Продолжите текст о кризисе веры в научную истину, начав сразу после его последнего предложения.

> [Текст для чтения]
===
Параллельно с этим, начиная со второй половины девятнадцатого века, возникает другое великое движение, обещающее победу над сомнениями и дилеммами человечества: наука. Позитивистское доверие к научным знаниям вскоре стало своего рода верой, а также надеждой на освобождение от любого зла и улучшения условий жизни человека.
В то время как вторая надежда в основном сбылась, первая все еще далека от реализации несмотря на то, что в этом направлении было также получено много результатов. Для нашего изложения важно, что концепция научной истины заменила концепцию религиозной истины, став своего рода alter ego, а именно инструментальным знанием, которое может позволить современному человеку достичь все более полного контроля над реальностью и миром.
Лишь в начале двадцатого века предельная уверенность в науке и ее возможности привести нас к объективному познанию терпит крах именно в силу самых передовых научных открытий и методологических размышлений.
Гёдель с его формулировкой теоремы о неразрешимости[8] одним махом разрушил крепость логического позитивизма Гильберта (Gödel, 1988/1999). Демонстрируя невозможность познания системы теми, кто в нее включен, Гёдель разрушил идею объективного познания, то есть научной истины. После него Гейзенберг (Heisenberg, 1930/1953) с помощью принципа неопределенности[9] дополнительно продемонстрировал влияние экспериментатора и его инструментов на объект и результат эксперимента.
Демон сомнения – в этом случае методологического – привел к развеиванию иллюзии о науке как средстве для формулирования обнадеживающих объяснений о дилеммах человека и его существовании.
Неслучайно именно в этот исторический период возвращается также формальная логика, чтобы активно заниматься неразрешимыми математическими или лингвистическими дилеммами с помощью аристотелевской логики «сключения третьего». Бертран Рассел (Russell, 1993/1999), например, развивая теорию типов в логике[10], пытался найти выход из парадоксов, что, как бы изящно ни казалось, не является решением парадоксального утверждения. Даже медицина и психология были подвержены сомнению относительно всех патологий, не поддающихся эмпирическому объяснению. Фрейд (Freud, 2000) предложил ответ на это научное и экзистенциальное затруднение, которое на протяжении многих десятилетий представляло своего рода надежное убежище, настолько, что его психоанализ был определен Поппером (1963/1972) как «религия нашего времени».
===
(Сохраненные данные)
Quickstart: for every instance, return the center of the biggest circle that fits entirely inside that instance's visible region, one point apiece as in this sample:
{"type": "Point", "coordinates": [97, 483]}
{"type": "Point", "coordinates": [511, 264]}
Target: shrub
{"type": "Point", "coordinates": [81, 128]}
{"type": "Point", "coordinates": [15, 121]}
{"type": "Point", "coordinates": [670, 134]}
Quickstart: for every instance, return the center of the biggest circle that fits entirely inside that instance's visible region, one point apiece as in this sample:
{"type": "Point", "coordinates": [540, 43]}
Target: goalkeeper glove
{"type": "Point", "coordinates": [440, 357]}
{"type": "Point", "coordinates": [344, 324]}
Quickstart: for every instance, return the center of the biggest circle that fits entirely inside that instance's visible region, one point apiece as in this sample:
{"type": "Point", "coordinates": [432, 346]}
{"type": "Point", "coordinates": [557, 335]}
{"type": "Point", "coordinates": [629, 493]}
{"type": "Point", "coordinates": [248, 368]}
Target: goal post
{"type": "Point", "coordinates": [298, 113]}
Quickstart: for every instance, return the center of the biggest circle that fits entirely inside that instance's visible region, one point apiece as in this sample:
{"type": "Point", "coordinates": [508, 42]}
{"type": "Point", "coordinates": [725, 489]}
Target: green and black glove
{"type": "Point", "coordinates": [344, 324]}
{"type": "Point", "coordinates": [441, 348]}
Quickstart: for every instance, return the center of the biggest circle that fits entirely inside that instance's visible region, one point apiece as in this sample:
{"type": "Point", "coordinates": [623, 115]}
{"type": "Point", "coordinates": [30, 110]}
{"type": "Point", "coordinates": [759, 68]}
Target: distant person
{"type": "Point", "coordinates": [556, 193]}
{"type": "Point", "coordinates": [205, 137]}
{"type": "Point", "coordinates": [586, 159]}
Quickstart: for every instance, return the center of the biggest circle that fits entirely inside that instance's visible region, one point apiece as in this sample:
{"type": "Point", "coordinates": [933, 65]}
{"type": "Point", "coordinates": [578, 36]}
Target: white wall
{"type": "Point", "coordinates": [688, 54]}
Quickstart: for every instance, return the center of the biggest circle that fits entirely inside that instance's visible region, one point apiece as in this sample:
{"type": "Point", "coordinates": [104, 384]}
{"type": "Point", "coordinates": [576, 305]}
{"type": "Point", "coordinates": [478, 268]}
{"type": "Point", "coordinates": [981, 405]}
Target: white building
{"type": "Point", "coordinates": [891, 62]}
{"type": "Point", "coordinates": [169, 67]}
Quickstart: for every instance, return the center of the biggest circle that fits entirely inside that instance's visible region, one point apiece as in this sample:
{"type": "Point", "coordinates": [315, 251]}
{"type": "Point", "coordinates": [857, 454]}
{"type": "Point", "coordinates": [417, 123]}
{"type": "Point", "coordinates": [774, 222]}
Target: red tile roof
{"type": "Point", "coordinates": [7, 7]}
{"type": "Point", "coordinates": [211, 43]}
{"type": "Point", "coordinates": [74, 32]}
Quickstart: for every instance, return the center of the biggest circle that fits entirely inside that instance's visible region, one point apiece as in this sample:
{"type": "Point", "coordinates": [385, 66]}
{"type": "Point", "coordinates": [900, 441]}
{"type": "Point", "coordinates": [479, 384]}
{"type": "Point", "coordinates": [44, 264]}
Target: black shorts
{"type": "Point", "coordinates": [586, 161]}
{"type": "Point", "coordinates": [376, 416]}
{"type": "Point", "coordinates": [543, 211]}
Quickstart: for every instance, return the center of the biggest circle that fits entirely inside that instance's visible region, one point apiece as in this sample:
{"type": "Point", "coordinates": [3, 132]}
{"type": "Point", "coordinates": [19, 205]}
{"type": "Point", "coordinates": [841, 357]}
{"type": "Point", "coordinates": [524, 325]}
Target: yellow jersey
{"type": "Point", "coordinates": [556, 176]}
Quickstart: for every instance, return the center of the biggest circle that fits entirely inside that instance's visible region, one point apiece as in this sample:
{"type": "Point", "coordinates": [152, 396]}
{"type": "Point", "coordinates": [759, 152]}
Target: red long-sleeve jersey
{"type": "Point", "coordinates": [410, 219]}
===
> [Поле ответа]
В строго философском контексте первая половина двадцатого века характеризовалась также феноменологическими позициями и экзистенциализмом, который, вопреки религиозным воззрениям, делал акцент на неизбежном приговоре человека к «жизни ради смерти», тем самым поджигая фитиль мрачного безысходного пессимизма. Эта неутешительная философская точка зрения проявляет свои самые крайние формы в «Мифе о Сизифе» Альбера Камю (1942/1947). В этом эссе лауреат Нобелевской премии по литературе сравнивает жизнь с историей Сизифа, обреченного на вечное толкание огромного валуна на вершину горы, с которой он каждый раз скатывается вниз, как в извращенной бесконечной игре. Таким образом, автор ставит дилемму: что правильнее: жить или покончить жизнь самоубийством, сам выбирая второй вариант. Но, к счастью читателей того времени, Камю использует этот аргумент, чтобы предложить свое решение мрачных экзистенциальных воззрений через так называемую философию абсурда: поскольку человек живет, чтобы умереть, он оказывается лишь мимоходом в этой вселенной, имеет смысл попытаться как можно больше насладиться оставшимся отрезком времени существования, взяв на себя обязательство сделать его лучше.